Skip to main content

finds mutants in your scRNA-seq experiment

Project description

cerebra

image

Build Status Code Coverage

What is cerebra?

This tool allows you to quickly extract meaningful variant information from a DNA or RNA sequencing experiment. If you're interested in learning what mutations are present in your DNA/RNA samples, variant callers like GATK HaplotypeCaller can be used to generate variant calling format (.vcf) files following a sequencing experiment. However, a single sequencing run can generate on the order of 10^8 unique vcf entries, only a small portion of which contain meaningful biological signal. Thus drawing conclusions from .vcf files remains a substantial challange. cerebra provides a fast and intuitive framework for summarizing vcf entries across samples. It is comprised of four modules that do the following:

    1) remove germline mutations from samples of interest        
    2) count the total number of mutations in a given sample           
    3) report amino acid level SNPs and indels for each sample             
    4) report the ratio of total to variant reads to each mutation site      

cerebra gets its name from the eponymous X-men character, who had the ability to detect mutant individuals among the general public.

If you're working with tumor data, it might be a good idea to limit the mutational search space to only known cancer variants. Therefore cerebra implements an optional method for restricting to variants also found in the COSMIC database.

NOTE: this framework was developed for, but is certainly not limited to, single-cell RNA sequencing data.

  • Free software: MIT license

What makes cerebra different from traditional vcf parsers?

Python libraries exist (ie. PyVCF and vcfpy) for extracting information from vcf files, and GATK has its own tool for the task. In fact we integrate vcfpy into our tool. What makes cerebra different is that it reports the RNA transcript and amino acid change associated with each variant. GATK VariantsToTable produces a file that looks like:

CHROM    POS ID      QUAL    AC
 1        10  .       50      1
 1        20  rs10    99      10

Such a table contains only genomic (ie. DNA-level) coordinates. Often the next question is what specific gene and protein-level mutation is each variant associated with? cerebra queries a reference genome (.fa) and annotation (.gtf) to match each DNA-level variant with its associated gene, probable transcript and probable amino-acid level mutation. cerebra produces a table that looks like the following: alt text

cerebra adheres to HGVS sequence variant nomenclature in reporting peptide level variants

Installation

The latest version can be installed from PyPi:
pip install cerebra

Before running that you'll need to install a few dependencies.

**Dataset excerpts**.
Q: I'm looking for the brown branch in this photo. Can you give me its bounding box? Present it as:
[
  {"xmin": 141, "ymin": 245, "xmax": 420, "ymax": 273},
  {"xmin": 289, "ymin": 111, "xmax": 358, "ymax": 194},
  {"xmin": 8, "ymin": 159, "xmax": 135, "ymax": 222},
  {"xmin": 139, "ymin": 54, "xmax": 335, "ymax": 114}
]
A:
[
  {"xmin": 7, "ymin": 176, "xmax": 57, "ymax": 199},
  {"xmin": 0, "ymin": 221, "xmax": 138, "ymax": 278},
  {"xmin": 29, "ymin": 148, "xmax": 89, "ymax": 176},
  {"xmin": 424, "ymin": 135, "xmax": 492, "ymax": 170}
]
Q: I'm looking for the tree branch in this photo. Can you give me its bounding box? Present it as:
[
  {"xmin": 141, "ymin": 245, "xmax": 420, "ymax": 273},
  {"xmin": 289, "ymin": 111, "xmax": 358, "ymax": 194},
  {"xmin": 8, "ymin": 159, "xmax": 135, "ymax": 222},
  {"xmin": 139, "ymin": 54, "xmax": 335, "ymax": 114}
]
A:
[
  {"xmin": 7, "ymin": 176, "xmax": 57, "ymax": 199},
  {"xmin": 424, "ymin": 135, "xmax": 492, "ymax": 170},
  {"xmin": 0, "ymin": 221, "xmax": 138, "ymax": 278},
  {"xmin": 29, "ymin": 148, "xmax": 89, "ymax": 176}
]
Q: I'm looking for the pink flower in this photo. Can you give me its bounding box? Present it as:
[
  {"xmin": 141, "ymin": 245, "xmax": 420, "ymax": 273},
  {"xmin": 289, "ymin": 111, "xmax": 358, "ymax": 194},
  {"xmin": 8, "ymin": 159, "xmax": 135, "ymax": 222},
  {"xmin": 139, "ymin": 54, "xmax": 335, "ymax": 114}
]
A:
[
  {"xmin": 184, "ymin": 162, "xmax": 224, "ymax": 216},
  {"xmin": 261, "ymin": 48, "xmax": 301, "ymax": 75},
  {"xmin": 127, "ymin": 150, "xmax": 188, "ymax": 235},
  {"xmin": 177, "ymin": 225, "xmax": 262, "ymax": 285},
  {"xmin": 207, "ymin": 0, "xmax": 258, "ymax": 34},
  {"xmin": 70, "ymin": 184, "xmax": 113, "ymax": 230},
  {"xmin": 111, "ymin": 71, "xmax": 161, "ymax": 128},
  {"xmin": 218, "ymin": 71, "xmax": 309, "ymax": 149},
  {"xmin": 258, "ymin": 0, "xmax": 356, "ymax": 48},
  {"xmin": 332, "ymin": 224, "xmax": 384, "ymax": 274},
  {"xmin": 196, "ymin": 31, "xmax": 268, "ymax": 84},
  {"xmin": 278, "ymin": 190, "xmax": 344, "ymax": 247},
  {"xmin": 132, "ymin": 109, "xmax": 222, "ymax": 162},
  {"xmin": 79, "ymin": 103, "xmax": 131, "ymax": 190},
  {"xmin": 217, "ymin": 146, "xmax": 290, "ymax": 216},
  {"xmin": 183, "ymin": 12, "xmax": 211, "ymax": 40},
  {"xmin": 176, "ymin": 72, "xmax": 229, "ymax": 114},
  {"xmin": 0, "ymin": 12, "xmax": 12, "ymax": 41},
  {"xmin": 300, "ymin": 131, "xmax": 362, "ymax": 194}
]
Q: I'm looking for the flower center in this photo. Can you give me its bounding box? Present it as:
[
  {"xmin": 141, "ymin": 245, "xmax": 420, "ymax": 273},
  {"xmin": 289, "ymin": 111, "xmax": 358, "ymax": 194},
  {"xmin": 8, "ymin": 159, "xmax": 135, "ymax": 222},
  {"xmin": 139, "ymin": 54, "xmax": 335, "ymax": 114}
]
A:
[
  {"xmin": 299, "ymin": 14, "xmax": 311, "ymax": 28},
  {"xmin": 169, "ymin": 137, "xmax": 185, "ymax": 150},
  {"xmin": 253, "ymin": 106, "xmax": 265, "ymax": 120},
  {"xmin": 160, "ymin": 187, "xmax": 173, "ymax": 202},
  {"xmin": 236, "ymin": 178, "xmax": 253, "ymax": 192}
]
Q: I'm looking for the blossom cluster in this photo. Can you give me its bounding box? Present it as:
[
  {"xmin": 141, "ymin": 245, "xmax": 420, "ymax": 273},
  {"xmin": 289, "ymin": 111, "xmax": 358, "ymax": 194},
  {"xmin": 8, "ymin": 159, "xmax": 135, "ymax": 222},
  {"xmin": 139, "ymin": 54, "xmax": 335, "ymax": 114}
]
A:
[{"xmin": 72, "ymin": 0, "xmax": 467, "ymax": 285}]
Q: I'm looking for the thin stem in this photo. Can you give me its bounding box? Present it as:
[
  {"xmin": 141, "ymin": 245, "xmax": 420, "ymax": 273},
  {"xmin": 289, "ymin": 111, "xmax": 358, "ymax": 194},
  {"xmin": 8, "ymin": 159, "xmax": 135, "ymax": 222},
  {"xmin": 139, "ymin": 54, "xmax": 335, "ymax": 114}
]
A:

**Exercises**.
1. Reproduce word for word the stretch of the cerebra project description from "If you're working" through "traditional vcf parsers?".
2. Which database does the cerebra project description name as an optional way to restrict the variants cerebra reports?
3. Continue the cerebra project description from where it stops.

**Expected results**.
1.
If you're working with tumor data, it might be a good idea to limit the mutational search space to only known cancer variants. Therefore cerebra implements an optional method for restricting to variants also found in the COSMIC database.

NOTE: this framework was developed for, but is certainly not limited to, single-cell RNA sequencing data.

  • Free software: MIT license

What makes cerebra different from traditional vcf parsers?

2. The COSMIC database.

3.
For OSX:

sudo pip install setuptools
brew update
brew install openssl
brew install zlib

For Linux:

apt-get install libbz2-dev
apt-get install zlib1g-dev
apt-get install libssl-dev

Usage

cerebra should now be installed as a commandline executable. $ cerebra should return help information

Usage: cerebra  <command>

  high-throughput summarizing of vcf entries following a sequencing
  experiment

Options:
  -h, --help  Show this message and exit.

Commands:
  count-mutations    count total number of mutations in each sample
  find-aa-mutations  report amino-acid level SNPs and indels in each sample
  germline-filter    filter out common SNPs/indels between germline samples...

Features

count-mutations: count total number of mutations in each sample
find-aa-mutations: report amino-acid level SNPs and indels in each sample
germline-filter: filter out common SNPs/indels between germline samples and samples of interest

Authors

This work was produced by Lincoln Harris, Rohan Vanheusden, Olga Botvinnik and Spyros Darmanis of the Chan Zuckerberg Biohub. For questions please contact lincoln.harris@czbiohub.org

Contributing

We welcome any bug reports, feature requests or other contributions. Please submit a well documented report on our issue tracker. For substantial changes please fork this repo and submit a pull request for review.

Feel free to clone but NOTE this project is still a work in progress.

Project details


Download files

Download the file for your platform. If you're not sure which to choose, learn more about installing packages.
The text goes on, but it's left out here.